• STATED EXERCISE 1: Repeat word for word the part of the entries below that opens with the line containing "Teacher note: indicate the black" and runs through the final line of the entries.
━━━━━ EXTRACTED TEXT
Tuesday, September 7, 2010

Day 152: David, Cate, Michael, Harold, David, Geoffrey, Lia & Pollyanna


In 1993, I was lucky enough to see the Sydney Theatre Company’s production of the two-hander, Oleanna, a play by David Mamet (pic right). It’s an incendiary piece and this version - directed by Michael Gow, featuring Cate Blanchett and Geoffrey Rush - was nothing less.

Three months later, I was back in the UK for Christmas when friends of mine (a married couple) suggested heading into the West End for a matinee show, a couple of days after Boxing Day. They left the choice up to me, which wasn’t really much of a choice as it was a Thursday and there wasn’t too much to be had (Wednesday being the favoured day for afternoon performances then). However, my eye did light upon the very same play - Oleanna - only this time, it was a production by the Royal Court Theatre, that had transfered to the Duke of York’s in St. Martin’s Lane.
━━━━━━━━━━
• STATED EXERCISE 2: Transcribe the part of the blog post above that opens with the words "Tuesday, September 7, 2010" and closes with "was nothing less.".
━━━━━ SUPPLIED RECORDS
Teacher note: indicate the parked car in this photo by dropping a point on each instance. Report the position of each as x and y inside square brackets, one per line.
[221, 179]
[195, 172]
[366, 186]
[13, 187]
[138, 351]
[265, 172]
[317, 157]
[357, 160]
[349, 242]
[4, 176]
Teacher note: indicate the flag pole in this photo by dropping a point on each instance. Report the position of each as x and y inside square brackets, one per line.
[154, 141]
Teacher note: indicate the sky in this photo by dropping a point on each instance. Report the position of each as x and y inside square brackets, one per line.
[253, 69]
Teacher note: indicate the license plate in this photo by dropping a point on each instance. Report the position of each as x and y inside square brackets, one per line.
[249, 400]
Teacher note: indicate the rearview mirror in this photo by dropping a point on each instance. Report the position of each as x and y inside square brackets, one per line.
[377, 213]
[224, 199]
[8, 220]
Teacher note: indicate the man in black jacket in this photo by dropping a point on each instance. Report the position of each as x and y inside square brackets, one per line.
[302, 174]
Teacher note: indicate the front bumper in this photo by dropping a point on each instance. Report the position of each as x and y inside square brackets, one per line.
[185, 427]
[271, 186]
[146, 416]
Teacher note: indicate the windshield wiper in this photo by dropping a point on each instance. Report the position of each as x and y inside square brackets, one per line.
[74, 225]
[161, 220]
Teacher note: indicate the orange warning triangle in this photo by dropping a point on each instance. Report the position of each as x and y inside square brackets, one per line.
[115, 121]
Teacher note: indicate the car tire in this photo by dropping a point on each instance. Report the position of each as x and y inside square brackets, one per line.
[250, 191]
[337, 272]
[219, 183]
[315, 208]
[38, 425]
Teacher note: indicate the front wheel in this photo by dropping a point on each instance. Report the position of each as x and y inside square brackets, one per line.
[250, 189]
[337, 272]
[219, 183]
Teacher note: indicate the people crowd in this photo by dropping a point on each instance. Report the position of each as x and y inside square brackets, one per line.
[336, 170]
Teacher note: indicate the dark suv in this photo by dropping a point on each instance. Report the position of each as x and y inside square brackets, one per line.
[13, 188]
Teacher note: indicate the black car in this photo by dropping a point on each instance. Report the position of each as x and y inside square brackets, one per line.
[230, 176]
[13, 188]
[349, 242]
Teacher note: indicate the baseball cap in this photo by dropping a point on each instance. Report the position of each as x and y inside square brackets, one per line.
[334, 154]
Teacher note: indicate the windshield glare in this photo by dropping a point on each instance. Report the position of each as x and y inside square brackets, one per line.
━━━━━━━━━━
• EXERCISE RESPONSE 1:
Teacher note: indicate the black car in this photo by dropping a point on each instance. Report the position of each as x and y inside square brackets, one per line.
[230, 176]
[13, 188]
[349, 242]
Teacher note: indicate the baseball cap in this photo by dropping a point on each instance. Report the position of each as x and y inside square brackets, one per line.
[334, 154]
Teacher note: indicate the windshield glare in this photo by dropping a point on each instance. Report the position of each as x and y inside square brackets, one per line.

• EXERCISE RESPONSE 2:
Tuesday, September 7, 2010

Day 152: David, Cate, Michael, Harold, David, Geoffrey, Lia & Pollyanna


In 1993, I was lucky enough to see the Sydney Theatre Company’s production of the two-hander, Oleanna, a play by David Mamet (pic right). It’s an incendiary piece and this version - directed by Michael Gow, featuring Cate Blanchett and Geoffrey Rush - was nothing less.